GIVEN REQUEST: Turn the part of the listing below that opens with the line containing "For this exercise we mark the ornate" and closes with the line containing "[(280, 189), (325, 183), (349, 186), (300, 186), (369, 189)]" into a numbered list, with both of those lines included and any blank lines omitted.

INFORMATION PROVIDED:
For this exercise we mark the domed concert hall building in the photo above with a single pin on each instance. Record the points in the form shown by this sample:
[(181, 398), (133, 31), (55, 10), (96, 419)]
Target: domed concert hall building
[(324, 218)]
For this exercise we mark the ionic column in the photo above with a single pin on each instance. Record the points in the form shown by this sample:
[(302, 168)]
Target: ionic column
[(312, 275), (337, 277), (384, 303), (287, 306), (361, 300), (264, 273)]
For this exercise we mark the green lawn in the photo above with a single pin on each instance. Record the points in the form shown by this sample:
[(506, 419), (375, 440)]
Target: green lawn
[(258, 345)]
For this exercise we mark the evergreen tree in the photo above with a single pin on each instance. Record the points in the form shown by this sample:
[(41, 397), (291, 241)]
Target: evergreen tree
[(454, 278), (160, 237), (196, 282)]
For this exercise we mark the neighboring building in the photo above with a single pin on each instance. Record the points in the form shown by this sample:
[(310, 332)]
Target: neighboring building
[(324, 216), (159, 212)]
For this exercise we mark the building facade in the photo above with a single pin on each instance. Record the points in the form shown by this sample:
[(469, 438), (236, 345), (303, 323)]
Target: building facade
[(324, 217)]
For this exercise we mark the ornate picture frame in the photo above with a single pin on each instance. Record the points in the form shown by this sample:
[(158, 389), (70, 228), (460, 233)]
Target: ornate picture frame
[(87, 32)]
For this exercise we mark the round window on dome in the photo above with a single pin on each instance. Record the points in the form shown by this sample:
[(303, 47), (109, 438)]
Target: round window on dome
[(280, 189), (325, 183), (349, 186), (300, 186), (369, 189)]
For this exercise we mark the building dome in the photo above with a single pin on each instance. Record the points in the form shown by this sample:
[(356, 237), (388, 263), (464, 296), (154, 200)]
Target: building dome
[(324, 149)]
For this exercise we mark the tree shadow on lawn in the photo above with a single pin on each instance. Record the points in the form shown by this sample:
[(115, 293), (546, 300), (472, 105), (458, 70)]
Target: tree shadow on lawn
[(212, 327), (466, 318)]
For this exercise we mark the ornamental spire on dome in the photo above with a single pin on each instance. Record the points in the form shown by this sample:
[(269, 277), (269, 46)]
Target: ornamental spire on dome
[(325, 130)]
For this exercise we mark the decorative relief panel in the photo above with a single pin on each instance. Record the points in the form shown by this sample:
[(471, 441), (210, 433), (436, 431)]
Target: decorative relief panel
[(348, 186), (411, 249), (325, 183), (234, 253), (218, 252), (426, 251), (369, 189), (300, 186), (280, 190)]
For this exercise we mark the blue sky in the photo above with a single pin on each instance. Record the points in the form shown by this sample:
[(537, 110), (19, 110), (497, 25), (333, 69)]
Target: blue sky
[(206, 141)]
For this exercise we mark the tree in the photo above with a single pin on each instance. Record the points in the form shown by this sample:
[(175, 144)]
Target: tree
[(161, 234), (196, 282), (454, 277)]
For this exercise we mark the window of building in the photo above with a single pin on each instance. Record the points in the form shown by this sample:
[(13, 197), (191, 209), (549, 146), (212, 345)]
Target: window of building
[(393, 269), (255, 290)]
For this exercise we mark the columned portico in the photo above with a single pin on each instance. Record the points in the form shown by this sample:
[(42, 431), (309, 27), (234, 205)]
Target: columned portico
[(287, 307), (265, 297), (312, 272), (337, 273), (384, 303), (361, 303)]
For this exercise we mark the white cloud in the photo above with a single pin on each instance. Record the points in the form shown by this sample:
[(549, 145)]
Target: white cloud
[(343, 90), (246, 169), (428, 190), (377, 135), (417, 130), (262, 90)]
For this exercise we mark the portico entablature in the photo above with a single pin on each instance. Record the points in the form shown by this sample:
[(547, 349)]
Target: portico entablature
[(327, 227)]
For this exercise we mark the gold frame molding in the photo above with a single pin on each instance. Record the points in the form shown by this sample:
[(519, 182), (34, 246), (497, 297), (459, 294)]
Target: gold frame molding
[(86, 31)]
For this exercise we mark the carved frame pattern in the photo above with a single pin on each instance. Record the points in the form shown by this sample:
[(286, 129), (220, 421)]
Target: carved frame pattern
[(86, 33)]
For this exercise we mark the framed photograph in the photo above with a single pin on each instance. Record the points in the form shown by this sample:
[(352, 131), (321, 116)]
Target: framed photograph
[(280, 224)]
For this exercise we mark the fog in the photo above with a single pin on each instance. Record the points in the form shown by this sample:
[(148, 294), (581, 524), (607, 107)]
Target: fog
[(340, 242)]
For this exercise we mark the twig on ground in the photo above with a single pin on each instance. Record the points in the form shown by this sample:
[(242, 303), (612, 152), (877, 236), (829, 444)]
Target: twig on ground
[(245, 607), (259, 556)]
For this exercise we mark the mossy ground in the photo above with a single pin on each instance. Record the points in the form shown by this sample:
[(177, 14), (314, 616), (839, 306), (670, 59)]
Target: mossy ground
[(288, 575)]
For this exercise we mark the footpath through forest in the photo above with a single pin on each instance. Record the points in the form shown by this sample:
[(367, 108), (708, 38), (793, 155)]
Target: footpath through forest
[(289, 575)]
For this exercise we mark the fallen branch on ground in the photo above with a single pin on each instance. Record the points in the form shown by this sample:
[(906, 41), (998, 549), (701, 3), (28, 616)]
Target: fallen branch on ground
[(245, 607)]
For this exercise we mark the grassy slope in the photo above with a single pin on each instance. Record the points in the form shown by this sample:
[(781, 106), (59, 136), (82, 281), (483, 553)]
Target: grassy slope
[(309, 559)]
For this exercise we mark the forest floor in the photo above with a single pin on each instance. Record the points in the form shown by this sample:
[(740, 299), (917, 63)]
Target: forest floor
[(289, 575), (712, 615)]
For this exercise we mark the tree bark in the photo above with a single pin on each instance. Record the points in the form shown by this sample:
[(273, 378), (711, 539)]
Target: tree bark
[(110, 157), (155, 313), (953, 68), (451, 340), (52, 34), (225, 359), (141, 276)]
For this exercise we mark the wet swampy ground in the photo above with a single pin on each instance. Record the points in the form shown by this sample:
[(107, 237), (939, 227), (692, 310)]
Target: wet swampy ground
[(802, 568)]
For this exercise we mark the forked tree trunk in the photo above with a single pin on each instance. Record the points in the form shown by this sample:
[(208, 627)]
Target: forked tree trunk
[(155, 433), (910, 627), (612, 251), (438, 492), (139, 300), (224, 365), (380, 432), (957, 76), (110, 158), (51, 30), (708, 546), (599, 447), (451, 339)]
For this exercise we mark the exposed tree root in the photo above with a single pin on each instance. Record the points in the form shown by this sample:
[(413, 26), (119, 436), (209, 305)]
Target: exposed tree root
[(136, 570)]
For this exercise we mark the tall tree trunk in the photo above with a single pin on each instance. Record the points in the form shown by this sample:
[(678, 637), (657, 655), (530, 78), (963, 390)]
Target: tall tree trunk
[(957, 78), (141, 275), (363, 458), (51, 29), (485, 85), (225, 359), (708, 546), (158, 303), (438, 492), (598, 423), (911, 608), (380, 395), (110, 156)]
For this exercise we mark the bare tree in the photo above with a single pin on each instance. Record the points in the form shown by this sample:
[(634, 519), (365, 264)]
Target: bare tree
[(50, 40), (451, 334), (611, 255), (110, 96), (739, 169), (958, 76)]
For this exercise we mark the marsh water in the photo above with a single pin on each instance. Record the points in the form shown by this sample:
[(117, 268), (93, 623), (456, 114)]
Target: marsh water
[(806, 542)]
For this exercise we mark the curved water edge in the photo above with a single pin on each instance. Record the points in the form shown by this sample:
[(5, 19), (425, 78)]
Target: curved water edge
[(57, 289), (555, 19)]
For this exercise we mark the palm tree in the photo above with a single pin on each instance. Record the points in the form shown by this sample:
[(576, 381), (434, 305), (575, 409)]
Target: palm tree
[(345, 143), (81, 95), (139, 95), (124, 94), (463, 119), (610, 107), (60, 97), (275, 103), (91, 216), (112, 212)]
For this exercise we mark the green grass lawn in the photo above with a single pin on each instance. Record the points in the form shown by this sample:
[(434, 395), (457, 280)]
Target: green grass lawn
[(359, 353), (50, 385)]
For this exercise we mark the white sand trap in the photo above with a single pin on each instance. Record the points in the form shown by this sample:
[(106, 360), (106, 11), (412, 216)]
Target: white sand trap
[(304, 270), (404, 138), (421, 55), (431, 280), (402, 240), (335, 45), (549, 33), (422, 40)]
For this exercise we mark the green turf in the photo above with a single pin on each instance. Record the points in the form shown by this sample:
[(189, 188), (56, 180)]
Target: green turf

ANSWER BELOW:
1. For this exercise we mark the ornate picture frame in the photo above with a single pin on each instance. Record the points in the form shown by this sample:
2. [(158, 389), (70, 228), (460, 233)]
3. Target: ornate picture frame
4. [(87, 32)]
5. For this exercise we mark the round window on dome in the photo above with a single pin on each instance. Record the points in the form shown by this sample:
6. [(303, 47), (109, 438)]
7. Target: round window on dome
8. [(280, 189), (325, 183), (349, 186), (300, 186), (369, 189)]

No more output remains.